## TEKS SUMBER
====
Dikatakan jaksa selain menerapkan hukum acara namun dari sisi tujuan hukum haruslah bijaksana, humanis mampu membuat ketentraman di tengah masyarakat. Dan saya juga minta masyarakat yang tidak mengerti hukum jangan ikut meramaikan berkomentar sehingga menimbulkan keresahan dan tidak memberikan kepastian hukum.




MINTA MAAF,


Sebelumnya Kepala Kejaksaan Negeri Lombok Tengah (Lomteng) Otto Sompotan SH meminta maaf kepada masyarakat luas terkait belum sepenuhnya langkah restoratif justice dalam perkara empat tersangka pengrusakan gudang tembakau di Kecamatan Kopang Kabupaten Lombok Tengah Provinsi Nusa Tenggara Barat.


“Kami minta maaf kepada Presiden dan Wakil Presiden serta Jaksa Agung dan Kajati serta masyarakat luas jika upaya kami menangani kasus ini dinilai belum dapat memberikan rasa keadilan di tengah masyarakat luas,” ujar Kajari Lombok Tengah Otto Sompotan SH dalam jumpa pers di Pres Room Puspenkum Kejaksaan Agung, Senin (22/2/2021).


Dalam jumpa pers yang dipandu Kapuspenkum Leonard Ezer Siman juntak SH MH dan dihadiri Kajati NTB Tomo Sitepu SH MH serta Tim Jaksa Penuntut Umum, kajari Lombok Tengah Otto Sompotan mengklarifikasi pemberitaan miring dan berbagai dugaan keberpihakan kepada pemilik Gudang serta tidak melakukan langkah testoratife justice sehingga terjadinya penahanan kepada empat tersangka.


“Kami sudah berupaya untuk mendamaikan kedua belah pihak namun keempat tersangka selalu menolak karena merasa perbuatan mereka benar. Upaya itu sudah dilakukan sesuai dengan langkah Restoratif justice,” jelas Otto Sompotan.


Dalam kesempatan itu Otto menyatakan siap untuk diperiksa dan diberikan sanksi hukuman jika dirinya ada keberpihakkan kepada pemilik gudang.


“Saya siap diperiksa dan dikenakan sanksi hukuman jika ada bukti saya berpihak kepada pemilik gudang serta menerima sesuatu dalam menahan tersangka karena ada pesanan atau intervensi dari pengusaha,” jelas Otto.


Dia mengaku tidak kenal dan tidak pernah bertemu dengan pemilik gudang yang dirusak.


KRONOLOGI PENANGANAN,


Dalam kesempatan itu Otto mengklarifikasi pemberitaan. Dikatakan penahanan terhadap keempat tersangka diantaranya Ny.Holkiah, Tersangka II. Nurul Hidayah alias Inaq, Tersangka III. Martini alias Inaq Abi dan Tersangka IV. Fatimah alias Inaq alias Inaq Ais yang disangka melanggar Pasal 170 ayat 1 KUHP pada saat diserah terimakan tanggung jawab Tersangka dan Barang Bukti (Tahap II) pada hari Selasa tanggal 16 Februari 2021 sekitar pukul 10.00 Wita di kantor Kejaksaan Negeri Lombok Tengah.
====
## TUGAS YANG DIKERJAKAN
A. Hitung jumlah baris catatan yang memuat string "hair", dengan membedakan huruf besar dan kecil. Tuliskan angkanya saja.
B. Teruskan berita Kejari Lombok Tengah mulai dari setelah kalimat terakhirnya.
Berita Kejari Lombok Tengah dan catatan di bawah ini diambil dari sumber yang berbeda.

Entri pelabelan posisi objek:
====
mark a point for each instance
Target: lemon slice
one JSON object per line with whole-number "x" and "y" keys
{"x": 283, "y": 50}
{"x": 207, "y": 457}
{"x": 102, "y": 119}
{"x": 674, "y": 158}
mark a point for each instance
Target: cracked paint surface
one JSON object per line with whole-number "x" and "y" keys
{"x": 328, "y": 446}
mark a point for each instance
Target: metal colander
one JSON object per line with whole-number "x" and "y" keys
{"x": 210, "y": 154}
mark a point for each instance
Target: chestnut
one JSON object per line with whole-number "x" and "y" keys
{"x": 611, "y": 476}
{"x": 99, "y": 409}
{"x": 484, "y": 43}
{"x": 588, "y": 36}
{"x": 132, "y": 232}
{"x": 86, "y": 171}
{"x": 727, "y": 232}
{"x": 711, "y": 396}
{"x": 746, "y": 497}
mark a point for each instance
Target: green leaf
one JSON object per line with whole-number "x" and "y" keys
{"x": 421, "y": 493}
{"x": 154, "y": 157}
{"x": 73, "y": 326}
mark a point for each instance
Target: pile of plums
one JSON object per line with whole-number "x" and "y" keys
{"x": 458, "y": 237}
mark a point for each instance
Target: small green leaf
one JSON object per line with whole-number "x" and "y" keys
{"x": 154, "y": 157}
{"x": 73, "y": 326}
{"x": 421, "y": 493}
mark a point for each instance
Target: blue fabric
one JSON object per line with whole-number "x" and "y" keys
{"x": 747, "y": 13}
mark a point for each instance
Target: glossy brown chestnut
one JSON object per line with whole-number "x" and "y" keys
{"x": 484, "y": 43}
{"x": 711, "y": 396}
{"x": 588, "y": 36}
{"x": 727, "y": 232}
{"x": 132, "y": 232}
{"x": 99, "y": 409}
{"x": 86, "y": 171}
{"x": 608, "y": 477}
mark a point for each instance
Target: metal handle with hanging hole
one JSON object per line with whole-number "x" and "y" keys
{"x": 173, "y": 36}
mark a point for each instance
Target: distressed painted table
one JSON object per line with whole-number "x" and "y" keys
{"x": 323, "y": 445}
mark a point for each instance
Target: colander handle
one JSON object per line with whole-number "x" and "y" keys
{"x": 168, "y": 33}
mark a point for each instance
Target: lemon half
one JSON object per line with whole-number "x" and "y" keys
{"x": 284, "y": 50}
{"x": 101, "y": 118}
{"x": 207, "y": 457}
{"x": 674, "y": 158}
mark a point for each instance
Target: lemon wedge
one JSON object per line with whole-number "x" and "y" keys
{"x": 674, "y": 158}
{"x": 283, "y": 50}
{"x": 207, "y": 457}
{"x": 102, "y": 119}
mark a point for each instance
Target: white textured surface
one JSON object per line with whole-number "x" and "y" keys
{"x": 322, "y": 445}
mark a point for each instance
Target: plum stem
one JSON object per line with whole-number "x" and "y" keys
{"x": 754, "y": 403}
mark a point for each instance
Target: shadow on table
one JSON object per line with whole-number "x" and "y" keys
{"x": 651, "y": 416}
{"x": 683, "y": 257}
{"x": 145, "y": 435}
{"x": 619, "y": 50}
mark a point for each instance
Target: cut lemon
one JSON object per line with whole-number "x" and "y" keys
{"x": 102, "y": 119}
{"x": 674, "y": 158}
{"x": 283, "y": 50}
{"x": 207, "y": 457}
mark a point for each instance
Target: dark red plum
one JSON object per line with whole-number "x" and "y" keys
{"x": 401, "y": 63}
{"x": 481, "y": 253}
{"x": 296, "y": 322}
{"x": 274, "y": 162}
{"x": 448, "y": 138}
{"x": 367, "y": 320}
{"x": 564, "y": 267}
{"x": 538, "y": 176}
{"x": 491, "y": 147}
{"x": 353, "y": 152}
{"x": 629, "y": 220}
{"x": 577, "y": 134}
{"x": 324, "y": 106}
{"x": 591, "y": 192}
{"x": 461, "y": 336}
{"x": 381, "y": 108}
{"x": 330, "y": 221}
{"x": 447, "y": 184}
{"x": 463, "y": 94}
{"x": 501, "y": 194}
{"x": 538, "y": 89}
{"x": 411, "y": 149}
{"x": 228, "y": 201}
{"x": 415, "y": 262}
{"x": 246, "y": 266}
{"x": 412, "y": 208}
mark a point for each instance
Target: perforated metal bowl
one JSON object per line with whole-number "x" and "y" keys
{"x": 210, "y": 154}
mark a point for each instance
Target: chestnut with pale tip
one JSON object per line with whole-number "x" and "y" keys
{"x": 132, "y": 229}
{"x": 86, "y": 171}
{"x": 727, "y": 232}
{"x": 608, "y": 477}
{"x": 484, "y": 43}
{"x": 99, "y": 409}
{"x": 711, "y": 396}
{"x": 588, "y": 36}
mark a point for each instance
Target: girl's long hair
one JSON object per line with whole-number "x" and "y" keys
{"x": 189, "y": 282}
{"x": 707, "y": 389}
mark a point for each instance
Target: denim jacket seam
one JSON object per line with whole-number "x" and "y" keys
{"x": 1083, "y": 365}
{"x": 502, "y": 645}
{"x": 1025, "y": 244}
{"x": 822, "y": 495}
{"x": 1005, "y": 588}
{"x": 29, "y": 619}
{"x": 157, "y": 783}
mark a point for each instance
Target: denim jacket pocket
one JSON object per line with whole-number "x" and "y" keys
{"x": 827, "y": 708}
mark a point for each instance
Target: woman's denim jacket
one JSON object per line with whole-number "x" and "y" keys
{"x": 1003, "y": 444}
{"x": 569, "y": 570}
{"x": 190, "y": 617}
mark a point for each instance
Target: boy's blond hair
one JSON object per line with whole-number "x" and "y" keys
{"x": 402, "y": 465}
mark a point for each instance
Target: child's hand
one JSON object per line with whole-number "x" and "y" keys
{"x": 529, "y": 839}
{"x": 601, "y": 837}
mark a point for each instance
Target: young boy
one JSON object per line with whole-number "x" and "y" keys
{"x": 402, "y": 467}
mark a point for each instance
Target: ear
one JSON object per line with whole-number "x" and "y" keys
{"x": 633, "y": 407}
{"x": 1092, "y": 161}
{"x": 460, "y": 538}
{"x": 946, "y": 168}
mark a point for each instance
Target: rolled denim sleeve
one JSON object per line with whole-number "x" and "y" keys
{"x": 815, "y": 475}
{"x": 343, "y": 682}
====
## DAFTAR JAWABAN
A. 2

B.
Tersangka dihadapkan oleh penyidik tidak ada di dampingi oleh pihak keluarga maupun Penasehat Hukum dan tidak pernah ada membawa anak anak di ruangan penerimaan tahap 2 Kejaksaan Negeri Lombok Tengah.


Sudah ditunjuk Penasihat Hukum oleh Jaksa Penuntut Umum namun para Tersangka menolak penunjukan tersebut dan akan menunjuk Penasihat Hukum sendiri di persidangan.


Otto mengatakan karena Pasal 170 KUHP yang disangkakan pada para tersangka merupakan Pasal yang bisa dilakukan Penahanan, maka para Tersangka telah diberikan hak-haknya oleh jaksa penuntut umum agar menghubungi pihak keluarganya untuk mengajukan Permohonan untuk tidak dilakukan penahanan dan sebagai penjamin sebagaimana SOP namun sampai dengan berakhirnya jam kerja yaitu jam 16.00 Wita pihak keluarga para Tersangka tidak juga datang ke kantor Kejaksaan Negeri Lombok Tengah.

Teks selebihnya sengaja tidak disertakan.